[YOUR TASK]
The complete listing should be transcribed precisely.

______

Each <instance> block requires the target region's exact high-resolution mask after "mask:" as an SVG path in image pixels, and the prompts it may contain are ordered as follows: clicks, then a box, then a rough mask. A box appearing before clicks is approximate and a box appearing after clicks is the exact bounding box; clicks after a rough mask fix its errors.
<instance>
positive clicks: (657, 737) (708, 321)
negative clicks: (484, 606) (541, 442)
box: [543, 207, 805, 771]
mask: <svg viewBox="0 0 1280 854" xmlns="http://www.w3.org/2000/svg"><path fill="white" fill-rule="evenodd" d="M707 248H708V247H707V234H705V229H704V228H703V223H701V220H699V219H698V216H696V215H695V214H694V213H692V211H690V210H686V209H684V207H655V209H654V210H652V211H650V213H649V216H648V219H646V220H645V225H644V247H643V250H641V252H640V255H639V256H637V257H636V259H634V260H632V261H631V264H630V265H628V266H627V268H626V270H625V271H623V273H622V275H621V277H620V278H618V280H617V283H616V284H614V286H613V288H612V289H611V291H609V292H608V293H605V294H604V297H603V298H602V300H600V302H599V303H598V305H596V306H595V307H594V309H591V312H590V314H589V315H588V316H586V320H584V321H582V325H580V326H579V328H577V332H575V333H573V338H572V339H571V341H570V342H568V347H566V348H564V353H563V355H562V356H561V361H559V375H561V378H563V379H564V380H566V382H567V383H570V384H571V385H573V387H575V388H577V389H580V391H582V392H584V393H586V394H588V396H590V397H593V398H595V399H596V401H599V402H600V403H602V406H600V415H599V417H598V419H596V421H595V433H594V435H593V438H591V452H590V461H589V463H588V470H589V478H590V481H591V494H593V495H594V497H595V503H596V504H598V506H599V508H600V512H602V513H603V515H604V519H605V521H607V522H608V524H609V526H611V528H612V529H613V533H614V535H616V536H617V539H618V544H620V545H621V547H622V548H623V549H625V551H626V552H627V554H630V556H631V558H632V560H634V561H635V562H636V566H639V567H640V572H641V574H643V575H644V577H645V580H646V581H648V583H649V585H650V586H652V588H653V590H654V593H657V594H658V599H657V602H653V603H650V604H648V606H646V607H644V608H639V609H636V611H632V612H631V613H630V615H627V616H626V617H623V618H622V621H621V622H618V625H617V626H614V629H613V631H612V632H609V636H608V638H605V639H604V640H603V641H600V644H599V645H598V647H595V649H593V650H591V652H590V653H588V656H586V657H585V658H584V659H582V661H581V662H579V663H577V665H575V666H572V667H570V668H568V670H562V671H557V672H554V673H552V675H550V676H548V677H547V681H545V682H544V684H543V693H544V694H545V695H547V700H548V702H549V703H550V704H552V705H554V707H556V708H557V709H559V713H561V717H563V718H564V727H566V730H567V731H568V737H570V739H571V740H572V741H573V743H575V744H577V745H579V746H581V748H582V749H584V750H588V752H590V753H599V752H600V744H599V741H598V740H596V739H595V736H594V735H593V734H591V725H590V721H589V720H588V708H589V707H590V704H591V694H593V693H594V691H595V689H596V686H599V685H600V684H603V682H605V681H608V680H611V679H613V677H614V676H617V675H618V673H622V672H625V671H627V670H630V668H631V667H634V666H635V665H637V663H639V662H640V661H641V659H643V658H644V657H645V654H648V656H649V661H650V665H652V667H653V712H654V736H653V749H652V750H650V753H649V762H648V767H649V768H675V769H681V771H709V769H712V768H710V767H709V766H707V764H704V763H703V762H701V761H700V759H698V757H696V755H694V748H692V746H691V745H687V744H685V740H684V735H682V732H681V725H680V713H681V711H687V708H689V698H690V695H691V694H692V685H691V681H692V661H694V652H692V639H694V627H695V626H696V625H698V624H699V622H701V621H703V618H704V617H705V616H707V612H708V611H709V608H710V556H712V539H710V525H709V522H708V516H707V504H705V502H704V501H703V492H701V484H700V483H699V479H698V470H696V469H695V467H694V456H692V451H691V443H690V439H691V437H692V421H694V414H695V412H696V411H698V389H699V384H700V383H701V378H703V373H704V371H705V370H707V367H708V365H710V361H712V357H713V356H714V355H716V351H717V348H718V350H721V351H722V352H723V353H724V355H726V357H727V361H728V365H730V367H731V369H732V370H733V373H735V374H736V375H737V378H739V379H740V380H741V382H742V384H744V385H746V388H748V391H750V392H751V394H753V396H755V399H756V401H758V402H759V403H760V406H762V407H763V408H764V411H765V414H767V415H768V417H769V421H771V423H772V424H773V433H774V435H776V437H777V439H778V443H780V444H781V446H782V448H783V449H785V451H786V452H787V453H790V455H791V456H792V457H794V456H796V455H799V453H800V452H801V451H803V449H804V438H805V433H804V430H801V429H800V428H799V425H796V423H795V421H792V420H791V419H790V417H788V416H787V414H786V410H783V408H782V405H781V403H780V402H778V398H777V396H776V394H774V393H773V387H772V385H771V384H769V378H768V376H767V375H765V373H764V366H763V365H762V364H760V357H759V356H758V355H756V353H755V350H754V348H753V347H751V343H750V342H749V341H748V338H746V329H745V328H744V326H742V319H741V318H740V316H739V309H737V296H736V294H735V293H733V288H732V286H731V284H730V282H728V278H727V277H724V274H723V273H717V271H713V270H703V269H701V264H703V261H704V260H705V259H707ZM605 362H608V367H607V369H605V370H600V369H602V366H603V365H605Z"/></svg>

______

[TASK OUTPUT]
Each <instance> block requires the target region's exact high-resolution mask after "mask:" as an SVG path in image pixels, and the prompts it may contain are ordered as follows: clicks, then a box, then a rough mask. A box appearing before clicks is approximate and a box appearing after clicks is the exact bounding box; clicks after a rough mask fix its errors.
<instance>
positive clicks: (657, 737) (708, 321)
negative clicks: (484, 606) (541, 442)
box: [543, 207, 805, 771]
mask: <svg viewBox="0 0 1280 854" xmlns="http://www.w3.org/2000/svg"><path fill="white" fill-rule="evenodd" d="M707 248H708V247H707V234H705V229H704V228H703V223H701V220H699V219H698V216H696V215H695V214H694V213H692V211H690V210H686V209H684V207H655V209H654V210H652V211H650V213H649V216H648V219H646V220H645V225H644V247H643V250H641V252H640V255H639V256H637V257H636V259H634V260H632V261H631V264H630V265H628V266H627V268H626V270H625V271H623V273H622V275H621V277H620V278H618V280H617V283H616V284H614V286H613V288H612V289H611V291H609V292H608V293H605V294H604V297H603V298H602V300H600V302H599V303H598V305H596V306H595V307H594V309H591V312H590V314H589V315H588V316H586V320H584V321H582V325H580V326H579V328H577V332H575V333H573V338H572V339H571V341H570V342H568V347H566V348H564V353H563V355H562V356H561V361H559V375H561V378H563V379H564V380H566V382H567V383H570V384H571V385H573V387H575V388H577V389H580V391H582V392H584V393H586V394H588V396H590V397H593V398H595V399H596V401H599V402H600V403H602V406H600V415H599V417H598V419H596V421H595V433H594V435H593V438H591V452H590V461H589V463H588V470H589V478H590V481H591V494H593V495H594V497H595V503H596V504H598V506H599V508H600V512H602V513H603V515H604V519H605V521H607V522H608V524H609V526H611V528H612V529H613V533H614V535H616V536H617V539H618V544H620V545H621V547H622V548H623V549H625V551H626V552H627V554H630V556H631V558H632V560H634V561H635V562H636V566H639V567H640V572H641V574H643V575H644V577H645V580H646V581H648V583H649V585H650V586H652V588H653V590H654V593H657V594H658V599H657V602H653V603H650V604H648V606H646V607H644V608H639V609H636V611H632V612H631V613H630V615H627V616H626V617H623V618H622V621H621V622H618V625H617V626H614V629H613V631H612V632H609V636H608V638H605V639H604V640H603V641H600V644H599V645H598V647H595V649H593V650H591V652H590V653H588V656H586V657H585V658H584V659H582V661H581V662H579V663H577V665H575V666H572V667H570V668H568V670H562V671H557V672H554V673H552V675H550V676H548V677H547V681H545V682H544V684H543V693H544V694H545V695H547V700H548V702H549V703H550V704H552V705H554V707H556V708H557V709H559V713H561V717H563V718H564V727H566V730H567V731H568V737H570V739H571V740H572V741H573V743H575V744H577V745H579V746H581V748H582V749H584V750H588V752H590V753H599V752H600V744H599V741H598V740H596V739H595V736H594V735H593V734H591V725H590V721H589V720H588V708H589V707H590V704H591V694H593V693H594V691H595V689H596V686H599V685H600V684H603V682H605V681H608V680H611V679H613V677H614V676H617V675H618V673H622V672H625V671H627V670H630V668H631V667H634V666H635V665H637V663H639V662H640V661H641V659H643V658H644V657H645V654H648V656H649V661H650V665H652V667H653V712H654V736H653V749H652V750H650V753H649V762H648V767H649V768H675V769H681V771H709V769H712V768H710V767H709V766H707V764H704V763H703V762H701V761H700V759H698V757H696V755H694V748H692V746H691V745H687V744H685V740H684V735H682V732H681V725H680V713H681V711H687V708H689V698H690V695H691V694H692V685H691V681H692V661H694V652H692V639H694V627H695V626H696V625H698V624H699V622H701V621H703V618H704V617H705V616H707V612H708V611H709V608H710V556H712V539H710V525H709V522H708V516H707V504H705V502H704V501H703V492H701V484H700V483H699V479H698V470H696V469H695V467H694V456H692V451H691V443H690V439H691V437H692V421H694V414H695V412H696V411H698V389H699V384H700V383H701V378H703V373H704V371H705V370H707V367H708V365H710V361H712V357H713V356H714V355H716V351H717V348H718V350H721V351H722V352H723V353H724V355H726V357H727V361H728V365H730V367H731V369H732V370H733V373H735V374H736V375H737V378H739V379H740V380H741V382H742V384H744V385H746V388H748V391H750V392H751V394H753V396H755V399H756V401H758V402H759V403H760V406H762V407H763V408H764V411H765V414H767V415H768V417H769V421H771V423H772V424H773V433H774V435H776V437H777V439H778V443H780V444H781V446H782V448H783V449H785V451H786V452H787V453H790V455H791V456H792V457H794V456H796V455H799V453H800V452H801V451H803V449H804V438H805V433H804V430H801V429H800V428H799V425H796V423H795V421H792V420H791V419H790V417H788V416H787V414H786V410H783V408H782V405H781V403H780V402H778V398H777V396H776V394H774V393H773V387H772V385H771V384H769V378H768V376H767V375H765V373H764V366H763V365H762V364H760V357H759V356H758V355H756V353H755V350H754V348H753V347H751V343H750V342H749V341H748V338H746V329H745V328H744V326H742V319H741V318H740V316H739V309H737V296H736V294H735V293H733V288H732V286H731V284H730V282H728V278H727V277H724V274H723V273H717V271H713V270H703V269H701V264H703V261H704V260H705V259H707ZM605 362H608V367H607V369H605V370H600V369H602V366H603V365H605Z"/></svg>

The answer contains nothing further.